*WHAT TO DO*
Excluding images, repeat the data exactly as given.

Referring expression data
Content starts
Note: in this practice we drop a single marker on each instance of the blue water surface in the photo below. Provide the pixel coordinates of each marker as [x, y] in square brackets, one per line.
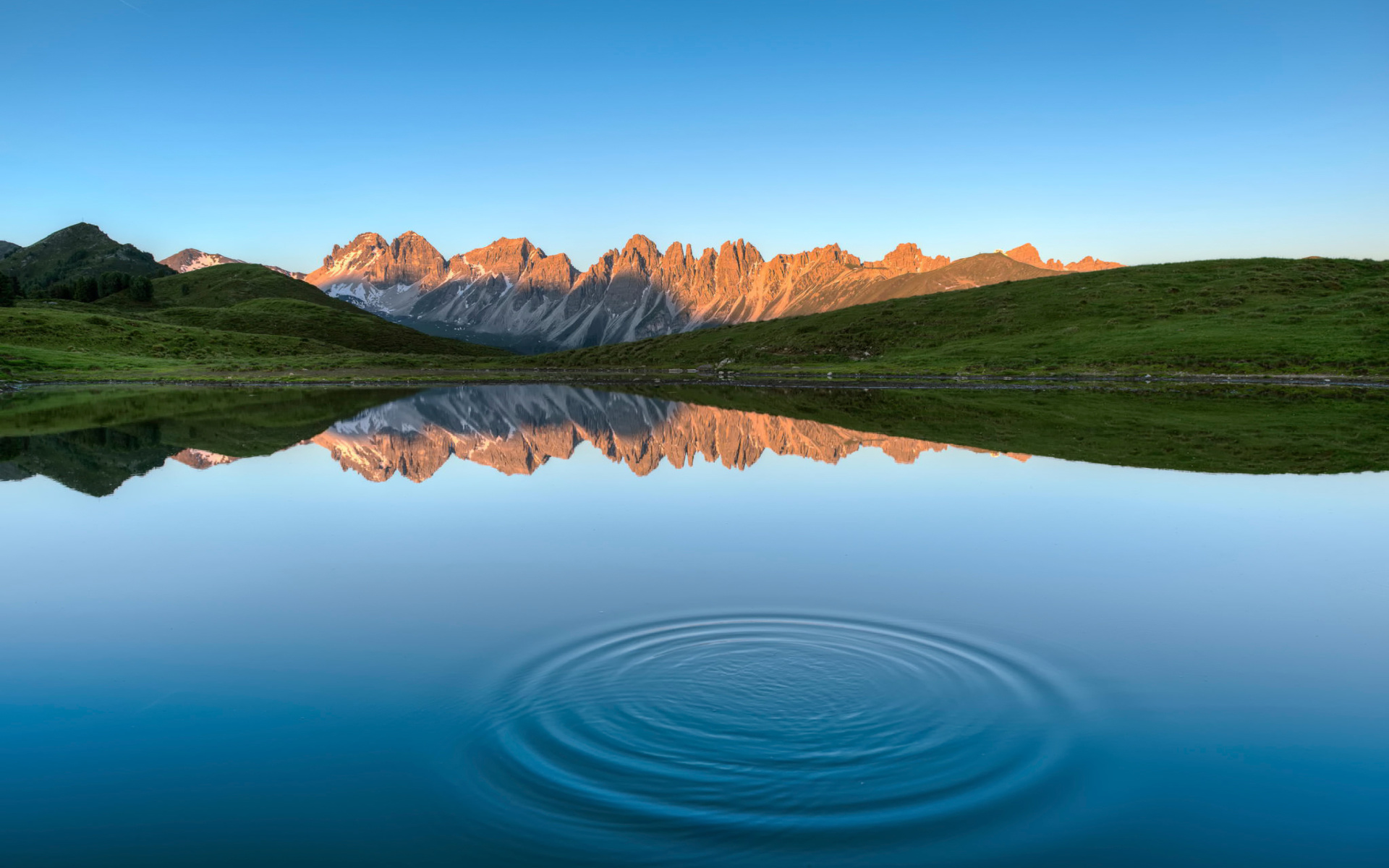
[963, 660]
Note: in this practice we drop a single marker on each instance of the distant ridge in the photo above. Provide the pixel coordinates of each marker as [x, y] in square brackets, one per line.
[511, 294]
[192, 259]
[80, 250]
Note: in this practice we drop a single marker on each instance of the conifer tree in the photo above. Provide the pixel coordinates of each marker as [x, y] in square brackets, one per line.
[142, 289]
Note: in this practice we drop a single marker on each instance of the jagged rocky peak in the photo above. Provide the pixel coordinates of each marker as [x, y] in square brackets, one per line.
[1092, 264]
[1027, 253]
[513, 295]
[906, 258]
[407, 260]
[549, 274]
[509, 258]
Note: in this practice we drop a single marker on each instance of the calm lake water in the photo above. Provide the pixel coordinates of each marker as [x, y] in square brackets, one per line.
[538, 625]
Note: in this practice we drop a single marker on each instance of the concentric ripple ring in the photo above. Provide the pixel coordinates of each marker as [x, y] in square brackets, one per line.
[771, 724]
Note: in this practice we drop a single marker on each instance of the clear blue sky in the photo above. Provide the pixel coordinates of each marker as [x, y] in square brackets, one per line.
[273, 129]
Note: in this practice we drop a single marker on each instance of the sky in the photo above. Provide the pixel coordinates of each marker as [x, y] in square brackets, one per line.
Content ends
*WORKED SOLUTION*
Note: in this practice we drop a single marker on each instance of the blue water surface in the photo below. Provide the pixel coordinates of each marker as [x, y] in square brackets, one per line.
[963, 660]
Note: in this practice we drop a single marker on each instance of the distant ridge in the photo above. Provide the pixel coordinates of each marker as [x, y] in square brackets, one per line.
[511, 294]
[192, 259]
[80, 250]
Note: in this practice we drop a single marker on each instance of the conifer tree in the photo above. Provide the pixel coordinates of each marker as [x, y] in square brackets, one per line.
[142, 289]
Note: in this practice we drop a single marker on each instance of the jagged rocky peak in the photo above. Provide the pixel coordinates of each marker as [x, y] in square brackets, one per line.
[1092, 264]
[1027, 253]
[513, 295]
[906, 258]
[407, 260]
[549, 274]
[509, 258]
Note: in this practice we drop a single marker on each instance of the calm lake water in the photo above. Provide the pixel coordinates of each marker as [x, y] in square brackets, one per line.
[538, 625]
Note: in this practice we drop a single marker on each instance of the concentric ripple ring in the photo above. Provide the pixel coordinates of each marker as [x, y] in square brackets, one per line.
[771, 724]
Note: in this practice we drop a single marker on each instance of the clear blue sky in the photo above. Provide the pixel coordinates of each marker as [x, y] in square brackets, one per line.
[273, 129]
Note: in this practice we drop a single marker on each instance of the sky in the photo above. Provide the pixel coordinates of each marker as [x, y] in square brackets, one per line.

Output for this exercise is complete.